Given task – Please copy every line from the one containing "Guideline: mark the girl's eyebrow" up to and including the one containing "[[205, 150]]", shifting each point coordinate in the answers up by 78.

------

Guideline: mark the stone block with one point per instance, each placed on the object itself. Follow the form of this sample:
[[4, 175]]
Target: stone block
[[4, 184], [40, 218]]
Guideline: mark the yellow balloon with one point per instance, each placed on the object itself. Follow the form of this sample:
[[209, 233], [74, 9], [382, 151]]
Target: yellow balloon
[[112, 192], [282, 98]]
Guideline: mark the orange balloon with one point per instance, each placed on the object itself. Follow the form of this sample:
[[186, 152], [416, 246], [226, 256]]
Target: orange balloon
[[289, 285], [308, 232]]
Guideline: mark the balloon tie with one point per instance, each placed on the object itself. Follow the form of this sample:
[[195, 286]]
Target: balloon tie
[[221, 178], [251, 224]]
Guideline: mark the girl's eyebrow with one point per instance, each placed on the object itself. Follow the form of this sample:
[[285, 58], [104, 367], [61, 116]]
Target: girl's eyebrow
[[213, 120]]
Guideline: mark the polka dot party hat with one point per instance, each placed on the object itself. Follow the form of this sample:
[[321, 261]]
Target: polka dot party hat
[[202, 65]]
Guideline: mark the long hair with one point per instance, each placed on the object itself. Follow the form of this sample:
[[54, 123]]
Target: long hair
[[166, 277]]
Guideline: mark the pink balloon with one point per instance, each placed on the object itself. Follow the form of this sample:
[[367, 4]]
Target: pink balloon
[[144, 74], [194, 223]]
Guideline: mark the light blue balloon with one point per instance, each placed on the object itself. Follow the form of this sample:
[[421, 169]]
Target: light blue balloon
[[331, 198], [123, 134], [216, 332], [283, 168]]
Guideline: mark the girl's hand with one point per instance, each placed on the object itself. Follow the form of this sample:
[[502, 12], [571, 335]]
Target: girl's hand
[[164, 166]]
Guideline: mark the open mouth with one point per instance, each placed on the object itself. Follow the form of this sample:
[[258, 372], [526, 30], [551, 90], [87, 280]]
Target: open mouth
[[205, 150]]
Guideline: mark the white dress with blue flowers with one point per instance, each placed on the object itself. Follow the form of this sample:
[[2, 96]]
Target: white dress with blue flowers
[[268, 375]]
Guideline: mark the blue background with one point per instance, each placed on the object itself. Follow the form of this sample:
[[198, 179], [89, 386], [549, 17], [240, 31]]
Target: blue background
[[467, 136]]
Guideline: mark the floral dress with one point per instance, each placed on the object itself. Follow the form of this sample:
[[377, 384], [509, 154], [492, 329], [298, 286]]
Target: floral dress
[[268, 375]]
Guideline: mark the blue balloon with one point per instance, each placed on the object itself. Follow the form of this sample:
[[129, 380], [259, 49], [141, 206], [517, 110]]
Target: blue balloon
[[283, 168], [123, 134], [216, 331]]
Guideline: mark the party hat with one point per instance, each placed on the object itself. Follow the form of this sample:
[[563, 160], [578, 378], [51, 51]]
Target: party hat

------

Expected output –
Guideline: mark the girl's eyebrow with one point per instance, each placed on the object itself. Follow the form of this sample:
[[285, 58], [104, 367], [61, 116]]
Target: girl's eyebrow
[[291, 198]]
Guideline: mark the polka dot party hat with one point per instance, each placed on the object itself. Follow the form of this sample:
[[321, 261]]
Target: polka dot party hat
[[280, 143]]
Guideline: mark the long hair with one point per instance, each placed on the object itself. Follow the form of this sample:
[[54, 123]]
Target: long hair
[[244, 355]]
Guideline: mark the pink balloon with one point per instance, each placed on the object itself. Follow the form of this sample:
[[367, 4]]
Target: pink balloon
[[222, 152], [272, 301]]
Guideline: mark the light blue balloon with one point per instance, each placed on the object itself. Follow the form of this sample:
[[421, 169]]
Target: light blue balloon
[[409, 276], [201, 212], [294, 410], [361, 246]]
Guideline: mark the girl's hand with one point per instance, each placed on the object itself. Follow the form of this sample:
[[502, 12], [571, 335]]
Target: girl's hand
[[242, 244]]
Guideline: mark the open mouth with one point per instance, each placed on the object itself. Follow the form of this sample:
[[258, 372], [526, 30], [551, 90], [87, 280]]
Target: open mouth
[[283, 228]]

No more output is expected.